━━━ Extrait choisi ━━━

Il y a du rififi entre la rédaction de "Cash Investigation" (France 2) et celle d'"Arrêt sur images" (ASI). L'un des rédacteurs en chef de Premières lignes, société produisant l'émission présentée par Elise Lucet, Laurent Richard, a en effet publié hier un texte dénonçant les méthodes journalistiques d'ASI, le site de décryptage des médias fondé par Daniel Schneidermann.
Dans le viseur de Laurent Richard, un article d'ASI du 10 octobre évoquant une enquête de "Cash Investigation" sur l'industrie du tabac diffusée le 7 octobre dernier. ASI se proposait de prolonger les investigations de France 2 sur un point précis, celui des versements d'argent effectués régulièrement par les plus gros industriels du tabac (Philip Morris, British American Tobacco...) à la Commission européenne et aux Etats membres de l'UE, dont la France.
Dans leur reportage, les enquêteurs de "Cash Investigation" tentaient notamment de mettre la main sur les contreparties qu'exigeraient les industriels du tabac en échange de ces versements. Ces dernières, appellées "Reasonable expectations", seraient détaillées dans des annexes secrètes auxquelles les journalistes de "Cash" n'ont pas pu avoir accès malgré des mois de recherche.

━━━

▶ **Consigne 1**
Affichez chacune des lignes ci-dessous où figure le mot "tree".
L'article ci-dessus et les lignes qui suivent constituent deux documents indépendants l'un de l'autre.

━━━ Données enregistrées ━━━

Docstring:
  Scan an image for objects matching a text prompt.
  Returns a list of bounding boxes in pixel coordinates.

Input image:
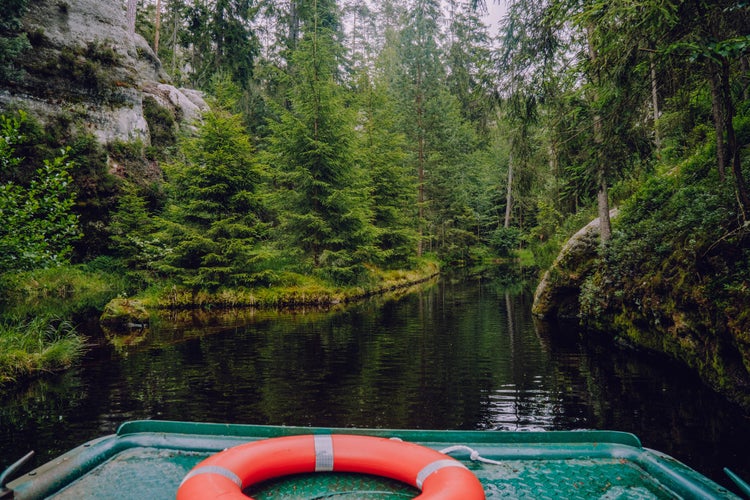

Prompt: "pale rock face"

[0,0,207,144]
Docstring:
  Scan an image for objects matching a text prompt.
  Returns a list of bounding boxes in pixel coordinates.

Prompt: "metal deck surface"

[9,421,738,500]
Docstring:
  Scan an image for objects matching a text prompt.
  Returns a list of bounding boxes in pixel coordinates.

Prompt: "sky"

[484,0,506,32]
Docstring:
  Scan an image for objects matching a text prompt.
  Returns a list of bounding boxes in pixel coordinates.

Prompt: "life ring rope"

[313,434,333,472]
[177,434,485,500]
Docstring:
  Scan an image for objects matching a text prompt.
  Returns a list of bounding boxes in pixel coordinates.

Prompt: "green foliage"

[0,316,85,384]
[0,114,80,273]
[269,20,374,283]
[490,227,521,257]
[154,110,266,290]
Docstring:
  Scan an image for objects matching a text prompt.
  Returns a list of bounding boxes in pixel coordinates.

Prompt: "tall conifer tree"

[269,1,372,282]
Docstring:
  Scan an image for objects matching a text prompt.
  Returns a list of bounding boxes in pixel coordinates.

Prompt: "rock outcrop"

[531,209,617,319]
[0,0,207,145]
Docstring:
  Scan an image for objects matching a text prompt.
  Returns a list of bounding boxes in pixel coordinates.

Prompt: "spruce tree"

[156,110,265,289]
[269,2,373,282]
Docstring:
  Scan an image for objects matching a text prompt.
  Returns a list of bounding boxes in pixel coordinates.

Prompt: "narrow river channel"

[0,279,750,491]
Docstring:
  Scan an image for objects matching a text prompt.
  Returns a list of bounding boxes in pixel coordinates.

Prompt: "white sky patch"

[484,0,508,32]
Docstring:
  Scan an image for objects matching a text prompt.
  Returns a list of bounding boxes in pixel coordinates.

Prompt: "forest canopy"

[0,0,750,298]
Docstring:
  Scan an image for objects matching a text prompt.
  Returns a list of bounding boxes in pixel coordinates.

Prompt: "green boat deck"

[8,421,738,500]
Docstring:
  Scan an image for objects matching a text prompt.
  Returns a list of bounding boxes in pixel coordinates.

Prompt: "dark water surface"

[0,280,750,491]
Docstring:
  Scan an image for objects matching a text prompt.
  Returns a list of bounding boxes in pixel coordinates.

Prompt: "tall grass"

[0,316,86,384]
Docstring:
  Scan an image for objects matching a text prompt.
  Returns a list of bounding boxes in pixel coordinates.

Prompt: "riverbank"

[0,259,440,386]
[100,259,440,328]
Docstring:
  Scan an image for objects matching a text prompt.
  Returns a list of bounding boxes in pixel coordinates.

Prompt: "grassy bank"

[102,259,440,323]
[0,266,124,386]
[0,316,85,384]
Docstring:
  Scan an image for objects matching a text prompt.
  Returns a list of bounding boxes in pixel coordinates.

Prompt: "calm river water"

[0,280,750,491]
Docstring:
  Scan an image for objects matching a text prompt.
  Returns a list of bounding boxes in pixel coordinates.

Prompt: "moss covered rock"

[99,298,149,330]
[531,209,617,319]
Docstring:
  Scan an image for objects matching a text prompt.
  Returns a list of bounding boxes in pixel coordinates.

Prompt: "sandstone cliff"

[0,0,206,145]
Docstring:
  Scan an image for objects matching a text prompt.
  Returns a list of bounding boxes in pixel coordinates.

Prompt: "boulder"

[531,208,617,319]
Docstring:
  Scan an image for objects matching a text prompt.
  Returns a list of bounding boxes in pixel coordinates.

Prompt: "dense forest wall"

[0,0,750,410]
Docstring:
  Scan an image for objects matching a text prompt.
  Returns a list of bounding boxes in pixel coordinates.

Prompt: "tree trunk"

[127,0,138,36]
[588,26,612,245]
[503,153,513,229]
[649,52,661,158]
[154,0,161,53]
[596,168,612,244]
[721,59,750,221]
[416,62,425,257]
[709,64,727,181]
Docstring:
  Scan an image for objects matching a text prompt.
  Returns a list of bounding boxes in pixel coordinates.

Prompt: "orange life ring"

[177,434,485,500]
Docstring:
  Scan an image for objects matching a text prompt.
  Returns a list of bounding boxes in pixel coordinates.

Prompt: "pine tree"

[154,110,265,289]
[269,2,373,282]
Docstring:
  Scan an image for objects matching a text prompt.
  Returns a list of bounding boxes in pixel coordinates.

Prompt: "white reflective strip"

[314,434,333,472]
[417,458,466,490]
[180,465,242,489]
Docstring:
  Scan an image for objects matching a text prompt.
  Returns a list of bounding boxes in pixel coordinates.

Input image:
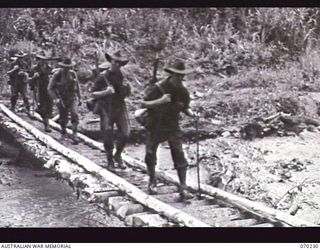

━━━

▶ **Consigne 2**
Citez l'article ci-dessus en entier, mot pour mot, sans rien y changer.

▶ **Réponse complète 1**
Prompt: "tall conifer tree"
Prompt: "spruce tree"
Prompt: "tree trunk"
Prompt: "pine tree"

▶ **Réponse complète 2**
Il y a du rififi entre la rédaction de "Cash Investigation" (France 2) et celle d'"Arrêt sur images" (ASI). L'un des rédacteurs en chef de Premières lignes, société produisant l'émission présentée par Elise Lucet, Laurent Richard, a en effet publié hier un texte dénonçant les méthodes journalistiques d'ASI, le site de décryptage des médias fondé par Daniel Schneidermann.
Dans le viseur de Laurent Richard, un article d'ASI du 10 octobre évoquant une enquête de "Cash Investigation" sur l'industrie du tabac diffusée le 7 octobre dernier. ASI se proposait de prolonger les investigations de France 2 sur un point précis, celui des versements d'argent effectués régulièrement par les plus gros industriels du tabac (Philip Morris, British American Tobacco...) à la Commission européenne et aux Etats membres de l'UE, dont la France.
Dans leur reportage, les enquêteurs de "Cash Investigation" tentaient notamment de mettre la main sur les contreparties qu'exigeraient les industriels du tabac en échange de ces versements. Ces dernières, appellées "Reasonable expectations", seraient détaillées dans des annexes secrètes auxquelles les journalistes de "Cash" n'ont pas pu avoir accès malgré des mois de recherche.